%%
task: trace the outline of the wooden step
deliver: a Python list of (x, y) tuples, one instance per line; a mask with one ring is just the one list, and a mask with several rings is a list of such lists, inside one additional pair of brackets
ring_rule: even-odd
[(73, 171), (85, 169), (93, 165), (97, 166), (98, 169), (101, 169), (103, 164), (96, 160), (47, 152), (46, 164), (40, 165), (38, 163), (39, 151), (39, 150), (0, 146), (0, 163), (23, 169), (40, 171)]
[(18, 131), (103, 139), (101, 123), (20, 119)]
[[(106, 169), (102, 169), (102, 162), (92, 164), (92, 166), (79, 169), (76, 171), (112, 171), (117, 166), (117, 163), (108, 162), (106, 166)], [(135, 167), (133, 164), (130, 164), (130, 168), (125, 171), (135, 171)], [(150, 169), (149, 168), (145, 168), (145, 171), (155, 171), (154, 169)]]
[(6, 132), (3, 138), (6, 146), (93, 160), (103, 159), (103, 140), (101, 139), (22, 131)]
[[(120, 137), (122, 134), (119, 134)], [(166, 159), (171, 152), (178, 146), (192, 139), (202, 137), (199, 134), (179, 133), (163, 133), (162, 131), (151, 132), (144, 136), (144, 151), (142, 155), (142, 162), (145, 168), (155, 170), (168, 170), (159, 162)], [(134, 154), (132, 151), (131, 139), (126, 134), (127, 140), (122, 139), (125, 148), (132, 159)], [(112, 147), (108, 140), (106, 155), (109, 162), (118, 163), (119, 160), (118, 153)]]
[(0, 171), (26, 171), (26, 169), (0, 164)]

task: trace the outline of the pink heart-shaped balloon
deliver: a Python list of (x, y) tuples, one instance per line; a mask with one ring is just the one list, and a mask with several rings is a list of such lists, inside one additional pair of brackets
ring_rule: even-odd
%%
%%
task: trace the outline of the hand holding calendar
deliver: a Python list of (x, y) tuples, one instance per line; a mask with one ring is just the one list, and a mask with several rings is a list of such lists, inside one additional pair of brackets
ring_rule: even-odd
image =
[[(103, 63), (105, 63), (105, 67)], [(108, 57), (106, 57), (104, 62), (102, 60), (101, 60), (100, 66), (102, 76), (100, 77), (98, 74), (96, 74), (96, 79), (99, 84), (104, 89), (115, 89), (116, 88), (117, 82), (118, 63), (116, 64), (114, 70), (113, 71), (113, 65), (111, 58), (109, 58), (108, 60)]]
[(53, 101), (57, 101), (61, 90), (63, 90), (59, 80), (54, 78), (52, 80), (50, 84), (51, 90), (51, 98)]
%%
%%
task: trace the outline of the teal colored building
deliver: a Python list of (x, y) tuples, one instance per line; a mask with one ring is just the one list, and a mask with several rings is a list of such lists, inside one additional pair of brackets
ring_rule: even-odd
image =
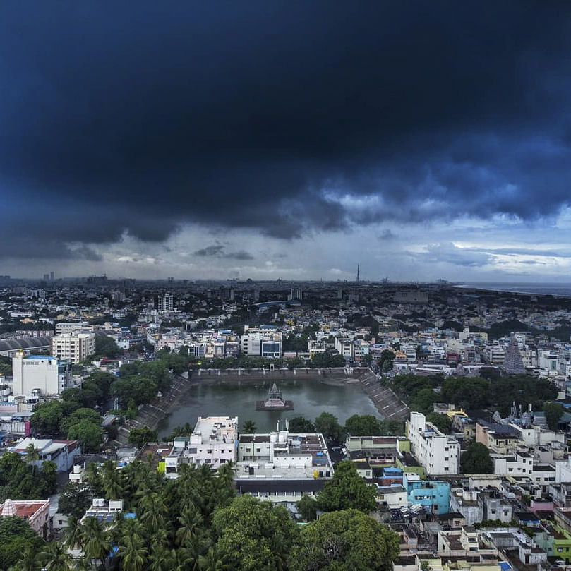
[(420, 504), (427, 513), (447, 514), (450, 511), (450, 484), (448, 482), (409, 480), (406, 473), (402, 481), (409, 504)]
%%
### Request
Reproduce verbatim the items beginning with the line that contains "task: trace the outline of the hand" and ending after the line that contains "90), (51, 98)]", including both of those lines.

### Result of this exercise
task: trace the outline of the hand holding calendar
deliver: a Python list of (x, y) tuples, one instance per line; a mask with one ring is just the one list, and a mask with several rings is a list of such lists, inside one additional pair of brackets
ring_rule: even-odd
image =
[[(103, 63), (105, 63), (105, 67)], [(108, 57), (106, 57), (104, 62), (102, 60), (101, 60), (100, 66), (102, 76), (100, 77), (98, 74), (96, 74), (96, 79), (99, 84), (104, 89), (115, 89), (116, 88), (117, 82), (118, 63), (116, 64), (114, 70), (113, 71), (113, 65), (111, 58), (109, 58), (108, 60)]]
[(53, 101), (57, 101), (61, 90), (63, 90), (59, 80), (54, 78), (52, 80), (50, 84), (51, 90), (51, 98)]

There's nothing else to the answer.